━━━━━ Extracted information ━━━━━

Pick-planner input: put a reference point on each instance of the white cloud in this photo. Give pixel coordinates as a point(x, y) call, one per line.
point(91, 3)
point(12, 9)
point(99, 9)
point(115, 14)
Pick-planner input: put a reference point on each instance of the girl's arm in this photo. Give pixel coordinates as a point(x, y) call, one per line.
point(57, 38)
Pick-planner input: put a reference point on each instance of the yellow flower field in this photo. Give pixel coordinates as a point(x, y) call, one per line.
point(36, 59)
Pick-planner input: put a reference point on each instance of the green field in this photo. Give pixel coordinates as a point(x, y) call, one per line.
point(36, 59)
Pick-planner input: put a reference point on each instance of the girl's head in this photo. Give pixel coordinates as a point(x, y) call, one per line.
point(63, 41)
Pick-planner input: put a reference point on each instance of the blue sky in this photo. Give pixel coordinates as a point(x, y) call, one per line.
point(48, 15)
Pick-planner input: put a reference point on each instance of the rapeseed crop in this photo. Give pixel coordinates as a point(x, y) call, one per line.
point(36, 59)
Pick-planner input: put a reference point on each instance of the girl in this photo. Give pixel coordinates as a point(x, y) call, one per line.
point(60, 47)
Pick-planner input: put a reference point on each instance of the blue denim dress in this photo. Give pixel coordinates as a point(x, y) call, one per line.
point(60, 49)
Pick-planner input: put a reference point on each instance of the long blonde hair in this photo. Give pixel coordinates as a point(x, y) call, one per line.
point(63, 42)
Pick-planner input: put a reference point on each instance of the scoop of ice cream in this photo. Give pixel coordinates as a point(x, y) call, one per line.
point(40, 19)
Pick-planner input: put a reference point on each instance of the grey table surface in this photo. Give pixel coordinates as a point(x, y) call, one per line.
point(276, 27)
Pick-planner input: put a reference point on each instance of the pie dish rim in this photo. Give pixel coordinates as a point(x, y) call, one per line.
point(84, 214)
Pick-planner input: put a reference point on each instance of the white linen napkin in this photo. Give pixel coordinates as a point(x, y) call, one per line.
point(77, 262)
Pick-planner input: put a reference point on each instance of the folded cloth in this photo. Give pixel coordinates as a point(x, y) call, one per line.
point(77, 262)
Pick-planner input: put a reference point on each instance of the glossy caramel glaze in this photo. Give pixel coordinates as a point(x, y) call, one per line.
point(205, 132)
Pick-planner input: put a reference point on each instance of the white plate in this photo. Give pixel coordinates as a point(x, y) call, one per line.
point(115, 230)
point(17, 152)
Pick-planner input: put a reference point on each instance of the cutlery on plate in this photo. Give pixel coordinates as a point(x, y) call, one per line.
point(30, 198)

━━━━━

### Aim
Copy out every one of the records above, swapping "reference point" for "marker" wherever it occurs and leaving everything else untouched.

### Solved problem
Pick-planner input: put a marker on each instance of the white cloud in this photo. Give pixel coordinates as a point(x, y) call, one per line.
point(91, 3)
point(12, 9)
point(99, 9)
point(115, 14)
Pick-planner input: put a marker on each instance of the girl's arm in this photo. Give pixel coordinates as a point(x, y) call, one per line.
point(57, 38)
Pick-planner input: put a marker on each instance of the yellow flower field in this photo. Give pixel coordinates as a point(x, y) call, one per line.
point(36, 59)
Pick-planner input: put a marker on each instance of the green field in this photo. Give pixel coordinates as a point(x, y) call, one per line.
point(36, 59)
Pick-planner input: put a marker on each instance of the girl's head in this photo. Give pixel coordinates as a point(x, y) call, one per line.
point(63, 41)
Pick-planner input: put a marker on each instance of the blue sky in this photo. Give pixel coordinates as a point(x, y) call, one per line.
point(48, 15)
Pick-planner input: put a marker on each instance of the rapeseed crop in this photo. Give pixel coordinates as a point(x, y) call, one per line.
point(36, 59)
Pick-planner input: put a marker on each instance of the girl in this photo. Give pixel coordinates as a point(x, y) call, one per line.
point(60, 47)
Pick-planner input: put a marker on each instance of the blue denim dress in this photo. Give pixel coordinates as a point(x, y) call, one per line.
point(60, 49)
Pick-planner input: put a marker on each instance of the long blonde hair in this photo. Give pixel coordinates as a point(x, y) call, one per line.
point(63, 42)
Pick-planner input: put a marker on each instance of the scoop of ice cream in this photo. Give pixel coordinates as a point(x, y) call, one per line.
point(40, 19)
Pick-planner input: put a marker on each instance of the grey table surface in this photo. Give pixel coordinates as a point(x, y) call, one per line.
point(276, 27)
Pick-planner input: put a marker on each instance of the pie dish rim in this photo. Give pixel coordinates as a point(x, y) call, one per line.
point(84, 214)
Pick-planner input: put a marker on each instance of the white linen napkin in this photo. Give pixel coordinates as a point(x, y) call, one per line.
point(77, 262)
Pick-planner input: put a marker on each instance of the folded cloth in this photo. Give pixel coordinates as a point(x, y) call, one per line.
point(77, 262)
Pick-planner input: put a marker on each instance of the glossy caramel glaze in this photo. Give pixel coordinates as a point(x, y) call, one per line.
point(205, 132)
Pick-planner input: put a marker on each instance of the white plate in this photo. Give pixel coordinates as a point(x, y) call, one per line.
point(115, 230)
point(17, 152)
Pick-planner input: put a marker on each instance of the cutlery on plate in this photo. Give pixel coordinates as a point(x, y) call, one per line.
point(30, 198)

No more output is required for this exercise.